===== Excerpt

Carlsson's father is a Mathematician. Well, that makes sense, you may think. Not quite. Though he introduced the young Carlsson to geometric toys such as the Mobius strip, Carlsson was drawn toward music and wanted to pursue it at university.

Two years into his course at Harvard, he realized that the academic way of learning music wasn't his thing. "I thought I'd learn math instead, as I'd already liked it. I took a course called mathematical modeling, wherein you learn math to make models of things in the real world. We learned how to model the movement of smoke in the atmosphere, the spread of disease, gravitational forces, etc," he says.

And as his final project, Carlsson wanted to try working on a mathematical model of how a post office works.

"In a post office, efficiency is extremely important. I wanted to explore the queueing theoretic analysis in a post office to try to figure out if they could improve their efficiency. [Queuing theory is a branch of mathematics that studies how lines form, how they function, the size of the line required for a given service, why they malfunction and lead to long wait times, etc.] The results said that it could be improved by 10 percent. And I thought this is exactly what I wanted to do - use math to optimize human processes," explains Carlsson.

Based on his positive experience with operations research, he then went on to Standford for his Ph.D. research, which Boeing funded.

## Solving complex challenges

Carlsson says the projects he conducted for the Air Force and Boeing were very similar.

Picture this. Dividing a city into smaller pieces in an optimal manner so that they can be connected by the shortest distances possible.

==========
===== Data under study

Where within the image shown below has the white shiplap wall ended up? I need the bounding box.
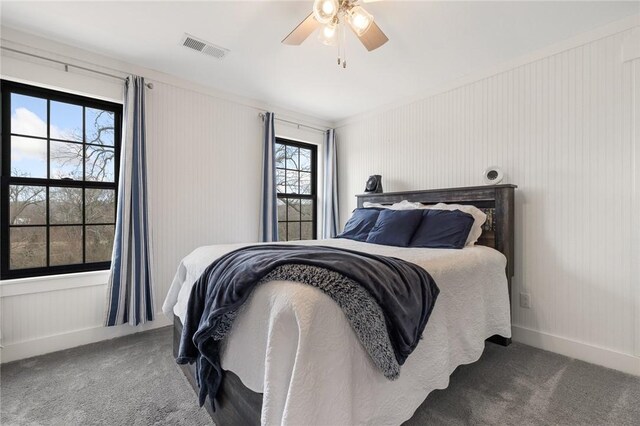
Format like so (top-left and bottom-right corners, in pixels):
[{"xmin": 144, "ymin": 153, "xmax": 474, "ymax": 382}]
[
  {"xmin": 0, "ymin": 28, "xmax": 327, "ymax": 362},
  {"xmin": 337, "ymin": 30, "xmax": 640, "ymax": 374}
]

==========
===== Data under study

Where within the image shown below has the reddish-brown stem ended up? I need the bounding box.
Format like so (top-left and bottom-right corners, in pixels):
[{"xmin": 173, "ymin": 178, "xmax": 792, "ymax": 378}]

==========

◆ Activity ◆
According to the excerpt about Carlsson, by how much did his post office analysis say efficiency could be improved? The rows have no connection to the text about Carlsson.

◆ Exercise response ◆
By 10 percent.